To do: The required output is the line that contains "onion in the photo above." plus every line after it in the listing below, copied exactly as it appears.
==*==
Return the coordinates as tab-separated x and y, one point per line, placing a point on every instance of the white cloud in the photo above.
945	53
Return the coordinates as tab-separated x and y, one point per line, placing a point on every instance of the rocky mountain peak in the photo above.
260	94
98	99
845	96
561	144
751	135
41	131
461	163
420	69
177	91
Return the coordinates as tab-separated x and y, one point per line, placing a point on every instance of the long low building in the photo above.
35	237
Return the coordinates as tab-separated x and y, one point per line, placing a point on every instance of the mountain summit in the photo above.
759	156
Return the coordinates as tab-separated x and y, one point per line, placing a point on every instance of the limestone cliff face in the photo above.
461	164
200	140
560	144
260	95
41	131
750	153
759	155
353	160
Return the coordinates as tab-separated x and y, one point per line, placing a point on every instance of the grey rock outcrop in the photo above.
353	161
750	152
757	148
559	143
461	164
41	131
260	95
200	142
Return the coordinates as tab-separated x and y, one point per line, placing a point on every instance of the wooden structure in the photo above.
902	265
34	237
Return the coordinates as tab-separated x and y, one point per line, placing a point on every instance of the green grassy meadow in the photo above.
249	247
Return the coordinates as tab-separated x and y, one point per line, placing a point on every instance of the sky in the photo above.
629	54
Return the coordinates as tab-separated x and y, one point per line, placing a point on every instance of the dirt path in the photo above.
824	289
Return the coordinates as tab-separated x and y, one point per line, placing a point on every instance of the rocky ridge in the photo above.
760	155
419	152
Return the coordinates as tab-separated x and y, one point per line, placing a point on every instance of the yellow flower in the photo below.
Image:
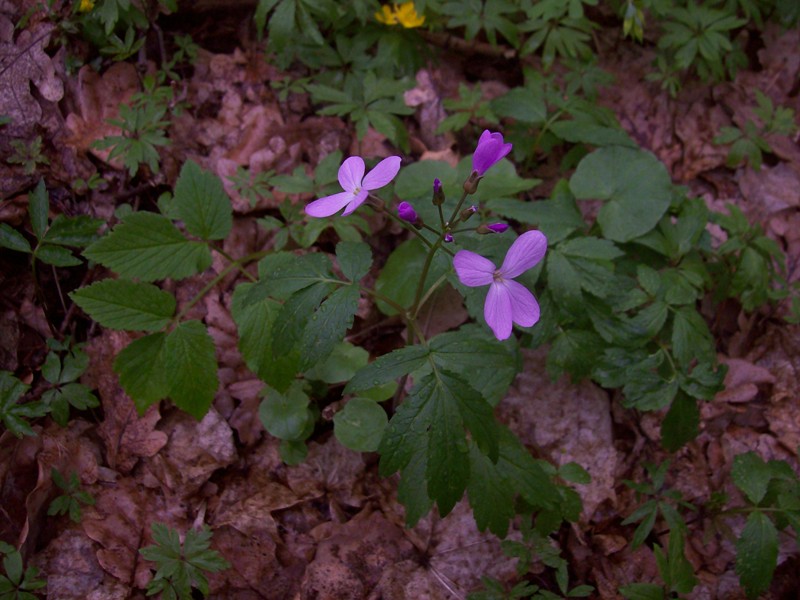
405	14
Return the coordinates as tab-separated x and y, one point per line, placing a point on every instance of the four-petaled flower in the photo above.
406	212
405	14
356	186
490	149
507	302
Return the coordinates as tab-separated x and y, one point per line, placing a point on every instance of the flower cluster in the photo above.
403	14
507	301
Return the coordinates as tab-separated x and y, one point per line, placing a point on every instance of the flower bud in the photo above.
492	228
406	212
471	184
468	212
438	193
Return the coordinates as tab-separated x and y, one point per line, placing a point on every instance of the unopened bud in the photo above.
492	228
406	212
468	212
471	184
438	193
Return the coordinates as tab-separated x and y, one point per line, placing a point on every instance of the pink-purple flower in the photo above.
507	302
490	149
406	212
356	186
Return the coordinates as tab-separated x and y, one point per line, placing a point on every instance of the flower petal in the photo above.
497	310
524	307
489	150
383	173
330	205
525	253
351	173
473	270
357	201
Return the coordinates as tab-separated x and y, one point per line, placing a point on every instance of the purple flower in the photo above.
507	302
490	149
406	212
356	186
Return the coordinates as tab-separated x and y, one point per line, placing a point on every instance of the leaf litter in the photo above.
330	527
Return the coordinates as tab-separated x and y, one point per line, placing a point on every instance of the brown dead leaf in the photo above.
23	62
116	523
571	422
98	98
194	451
127	437
352	557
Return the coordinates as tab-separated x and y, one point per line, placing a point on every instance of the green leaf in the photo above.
751	475
148	246
191	364
140	366
681	424
360	425
78	231
202	204
123	304
491	499
286	273
13	240
39	209
388	368
341	365
635	184
255	315
355	259
691	339
286	416
328	325
757	554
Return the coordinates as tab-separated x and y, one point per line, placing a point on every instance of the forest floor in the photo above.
331	527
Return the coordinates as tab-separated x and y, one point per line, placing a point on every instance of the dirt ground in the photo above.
331	527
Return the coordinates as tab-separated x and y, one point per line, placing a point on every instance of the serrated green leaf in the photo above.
123	304
13	240
39	209
341	365
140	366
328	325
78	231
681	424
359	426
388	368
202	204
286	416
148	246
355	259
286	273
757	554
489	495
255	315
191	365
636	203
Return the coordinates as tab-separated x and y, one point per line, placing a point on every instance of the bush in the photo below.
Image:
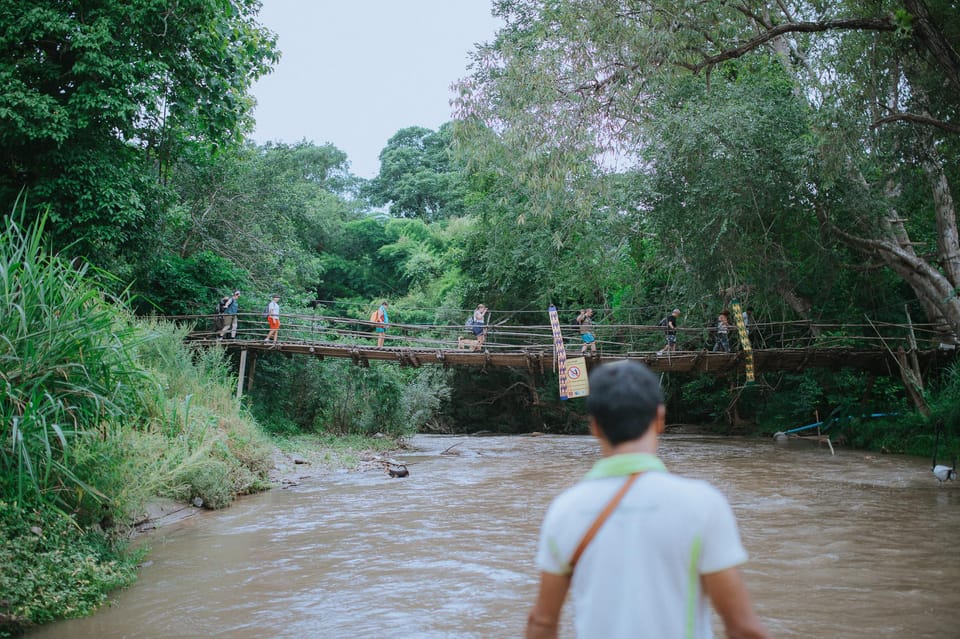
51	569
66	368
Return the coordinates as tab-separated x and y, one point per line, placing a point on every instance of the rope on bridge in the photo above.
624	339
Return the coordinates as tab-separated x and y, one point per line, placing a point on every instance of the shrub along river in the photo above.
852	545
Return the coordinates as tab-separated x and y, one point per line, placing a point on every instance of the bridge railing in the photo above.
302	328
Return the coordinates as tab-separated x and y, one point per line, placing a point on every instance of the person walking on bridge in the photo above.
722	340
479	327
230	316
640	551
670	323
382	321
585	322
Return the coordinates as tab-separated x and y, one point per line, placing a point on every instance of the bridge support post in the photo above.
243	367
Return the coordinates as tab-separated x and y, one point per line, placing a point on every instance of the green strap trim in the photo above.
693	588
626	464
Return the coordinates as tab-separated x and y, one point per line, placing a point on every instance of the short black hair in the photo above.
624	397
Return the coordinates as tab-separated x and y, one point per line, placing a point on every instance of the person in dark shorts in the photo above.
670	323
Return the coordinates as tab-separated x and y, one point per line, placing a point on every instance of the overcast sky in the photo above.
354	72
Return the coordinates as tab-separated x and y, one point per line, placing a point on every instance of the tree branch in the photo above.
916	119
855	24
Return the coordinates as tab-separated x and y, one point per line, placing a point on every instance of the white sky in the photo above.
354	72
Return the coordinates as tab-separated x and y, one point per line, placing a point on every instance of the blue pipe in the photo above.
833	420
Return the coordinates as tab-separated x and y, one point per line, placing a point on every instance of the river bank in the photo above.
295	459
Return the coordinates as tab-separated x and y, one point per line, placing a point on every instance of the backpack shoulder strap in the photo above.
601	518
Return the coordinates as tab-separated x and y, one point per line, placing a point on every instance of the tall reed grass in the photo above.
65	369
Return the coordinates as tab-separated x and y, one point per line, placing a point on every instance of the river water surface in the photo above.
846	546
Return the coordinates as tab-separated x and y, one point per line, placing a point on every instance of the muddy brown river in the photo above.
846	546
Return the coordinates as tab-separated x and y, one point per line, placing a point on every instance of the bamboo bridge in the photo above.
882	349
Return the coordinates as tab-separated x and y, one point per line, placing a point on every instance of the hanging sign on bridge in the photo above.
744	332
572	372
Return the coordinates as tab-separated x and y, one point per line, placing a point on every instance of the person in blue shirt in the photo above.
382	320
230	316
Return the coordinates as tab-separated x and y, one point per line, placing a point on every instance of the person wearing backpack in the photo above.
379	317
722	342
230	316
478	327
670	323
218	319
639	551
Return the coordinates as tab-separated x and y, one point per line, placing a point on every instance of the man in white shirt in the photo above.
668	549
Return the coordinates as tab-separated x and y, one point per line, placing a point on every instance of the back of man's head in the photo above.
624	397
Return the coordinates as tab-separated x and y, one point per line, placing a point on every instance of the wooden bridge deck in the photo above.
777	347
542	360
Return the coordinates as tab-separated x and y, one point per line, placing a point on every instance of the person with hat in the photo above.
273	319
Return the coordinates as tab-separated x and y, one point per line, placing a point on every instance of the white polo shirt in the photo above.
640	576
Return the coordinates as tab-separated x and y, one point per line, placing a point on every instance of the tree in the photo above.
879	82
419	176
255	216
101	98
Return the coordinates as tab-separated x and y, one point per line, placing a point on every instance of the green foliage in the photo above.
67	369
99	100
339	398
52	569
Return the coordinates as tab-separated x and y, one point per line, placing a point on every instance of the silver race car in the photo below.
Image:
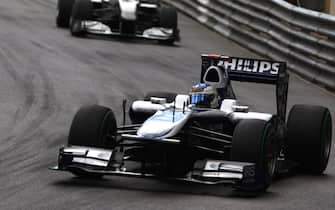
204	136
132	18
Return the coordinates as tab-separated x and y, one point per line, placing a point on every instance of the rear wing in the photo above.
246	69
252	70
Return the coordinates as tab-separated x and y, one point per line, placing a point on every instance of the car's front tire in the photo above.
169	19
92	126
64	13
82	11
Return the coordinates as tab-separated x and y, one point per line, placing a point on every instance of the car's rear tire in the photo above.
169	19
64	13
254	141
82	10
309	137
139	117
93	126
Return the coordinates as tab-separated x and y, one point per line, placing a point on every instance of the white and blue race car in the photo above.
147	19
203	136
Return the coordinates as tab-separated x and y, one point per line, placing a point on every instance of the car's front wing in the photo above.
101	161
155	33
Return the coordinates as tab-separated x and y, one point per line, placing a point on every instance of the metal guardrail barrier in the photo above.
276	29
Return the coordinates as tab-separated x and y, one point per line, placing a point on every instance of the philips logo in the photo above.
252	66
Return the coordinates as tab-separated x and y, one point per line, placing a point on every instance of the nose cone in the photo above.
155	129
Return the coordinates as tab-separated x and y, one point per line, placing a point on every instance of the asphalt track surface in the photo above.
46	75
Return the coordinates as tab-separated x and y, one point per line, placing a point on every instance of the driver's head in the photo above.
204	96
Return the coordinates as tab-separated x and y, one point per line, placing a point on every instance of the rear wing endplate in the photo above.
253	70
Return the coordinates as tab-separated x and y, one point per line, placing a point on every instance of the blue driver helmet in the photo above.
203	95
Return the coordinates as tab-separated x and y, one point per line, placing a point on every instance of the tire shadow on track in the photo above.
282	183
160	187
125	40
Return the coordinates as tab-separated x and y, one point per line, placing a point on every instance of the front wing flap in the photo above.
155	33
100	161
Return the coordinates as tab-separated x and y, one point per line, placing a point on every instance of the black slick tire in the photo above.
309	137
64	13
254	142
169	19
93	126
82	10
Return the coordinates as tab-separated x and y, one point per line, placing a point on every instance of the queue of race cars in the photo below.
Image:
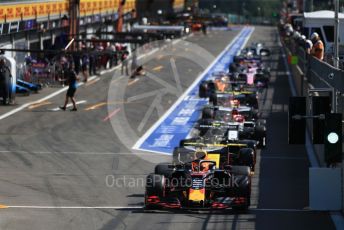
213	168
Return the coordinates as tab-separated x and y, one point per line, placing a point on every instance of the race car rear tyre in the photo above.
241	170
260	133
190	140
208	113
155	185
213	99
203	90
246	157
163	169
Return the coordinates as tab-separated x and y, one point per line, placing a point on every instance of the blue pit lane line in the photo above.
178	121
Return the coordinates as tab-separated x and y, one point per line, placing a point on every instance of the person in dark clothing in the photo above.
124	60
72	79
5	82
84	67
204	28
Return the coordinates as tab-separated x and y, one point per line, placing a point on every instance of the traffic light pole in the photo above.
332	93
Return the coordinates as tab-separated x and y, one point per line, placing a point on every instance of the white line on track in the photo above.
72	207
24	106
138	208
20	108
78	153
196	81
69	105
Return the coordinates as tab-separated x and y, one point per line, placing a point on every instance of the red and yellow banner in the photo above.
178	4
32	10
89	7
14	12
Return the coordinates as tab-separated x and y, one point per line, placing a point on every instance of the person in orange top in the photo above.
318	46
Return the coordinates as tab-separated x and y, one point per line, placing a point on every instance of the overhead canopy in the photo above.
322	14
158	28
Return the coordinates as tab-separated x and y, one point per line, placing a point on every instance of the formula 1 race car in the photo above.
234	83
224	153
233	112
198	184
235	99
234	131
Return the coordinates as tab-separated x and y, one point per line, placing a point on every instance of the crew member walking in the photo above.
72	79
5	82
318	46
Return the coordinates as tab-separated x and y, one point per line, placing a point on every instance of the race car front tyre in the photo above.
163	169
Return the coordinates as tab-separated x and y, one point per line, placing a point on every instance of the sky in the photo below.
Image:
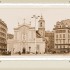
15	14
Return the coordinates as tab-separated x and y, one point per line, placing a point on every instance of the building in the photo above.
49	36
3	37
10	42
27	39
62	36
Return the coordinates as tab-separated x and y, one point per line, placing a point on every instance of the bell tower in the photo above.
41	26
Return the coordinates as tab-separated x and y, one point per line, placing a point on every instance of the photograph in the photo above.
34	30
34	65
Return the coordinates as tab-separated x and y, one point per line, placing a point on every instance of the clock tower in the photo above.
41	26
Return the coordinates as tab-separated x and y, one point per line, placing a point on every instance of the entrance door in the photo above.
24	51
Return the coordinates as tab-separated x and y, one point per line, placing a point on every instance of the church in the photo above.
28	40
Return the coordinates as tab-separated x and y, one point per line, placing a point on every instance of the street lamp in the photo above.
35	17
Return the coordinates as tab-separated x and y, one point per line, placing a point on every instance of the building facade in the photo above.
62	36
49	36
3	37
27	39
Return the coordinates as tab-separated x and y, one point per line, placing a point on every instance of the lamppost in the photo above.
35	17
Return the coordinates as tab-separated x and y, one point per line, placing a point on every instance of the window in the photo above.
68	35
41	24
63	41
56	36
37	47
57	41
63	35
60	41
60	36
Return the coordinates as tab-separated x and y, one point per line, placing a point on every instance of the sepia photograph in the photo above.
34	30
34	65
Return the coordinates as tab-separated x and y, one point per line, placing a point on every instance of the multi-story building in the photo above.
62	36
27	39
3	37
49	36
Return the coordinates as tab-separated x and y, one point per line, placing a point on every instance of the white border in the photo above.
5	5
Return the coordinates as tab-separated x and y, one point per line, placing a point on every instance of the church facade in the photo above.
29	40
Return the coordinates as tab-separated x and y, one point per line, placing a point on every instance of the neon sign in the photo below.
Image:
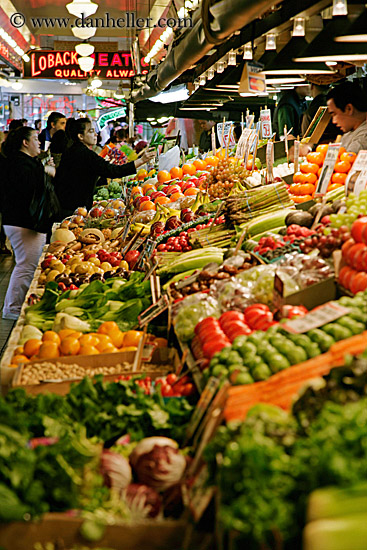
58	65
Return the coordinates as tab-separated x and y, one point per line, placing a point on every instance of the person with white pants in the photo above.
22	178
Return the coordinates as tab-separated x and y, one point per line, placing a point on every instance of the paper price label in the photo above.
316	318
327	169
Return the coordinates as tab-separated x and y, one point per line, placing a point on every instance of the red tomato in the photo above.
357	229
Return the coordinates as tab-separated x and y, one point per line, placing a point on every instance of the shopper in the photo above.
318	92
288	112
56	121
347	104
22	178
80	168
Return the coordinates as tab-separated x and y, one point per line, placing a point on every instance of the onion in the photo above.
157	462
116	470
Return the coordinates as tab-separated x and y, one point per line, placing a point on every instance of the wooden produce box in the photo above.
63	531
161	356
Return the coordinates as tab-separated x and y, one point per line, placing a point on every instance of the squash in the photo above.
62	235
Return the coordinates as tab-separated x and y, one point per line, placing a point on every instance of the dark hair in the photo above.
348	92
54	117
15	138
59	142
15	123
76	127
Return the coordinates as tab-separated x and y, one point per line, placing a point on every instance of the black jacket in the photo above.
78	172
21	177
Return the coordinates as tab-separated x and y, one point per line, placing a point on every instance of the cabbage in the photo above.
==*==
Written solution:
Return the coordinates as tab-separated x and y, one point per line, placing a point on every instance of the onion in the photo above.
157	462
116	470
Return the coordinates as tab-separated x and y, one point per line, placing a point on every instance of the wooden produce box in the photo above.
63	531
161	356
Return the coordinates as tab-separated x and y, one point per line, placing a point on every instance of the squash in the photo above.
62	235
Return the coordinates as tab-separated x and y, one point per line, placing a point on every instance of the dark hair in the photo above.
348	92
54	117
15	138
59	142
15	123
76	127
Return the coordinates as tab-separated x and y, one point per line, placing a point on every instance of the black jacket in the photo above.
78	172
21	177
Return the coordinates as tab-separated x and y, one point per line, placing a point on every instance of the cabbage in the photo above.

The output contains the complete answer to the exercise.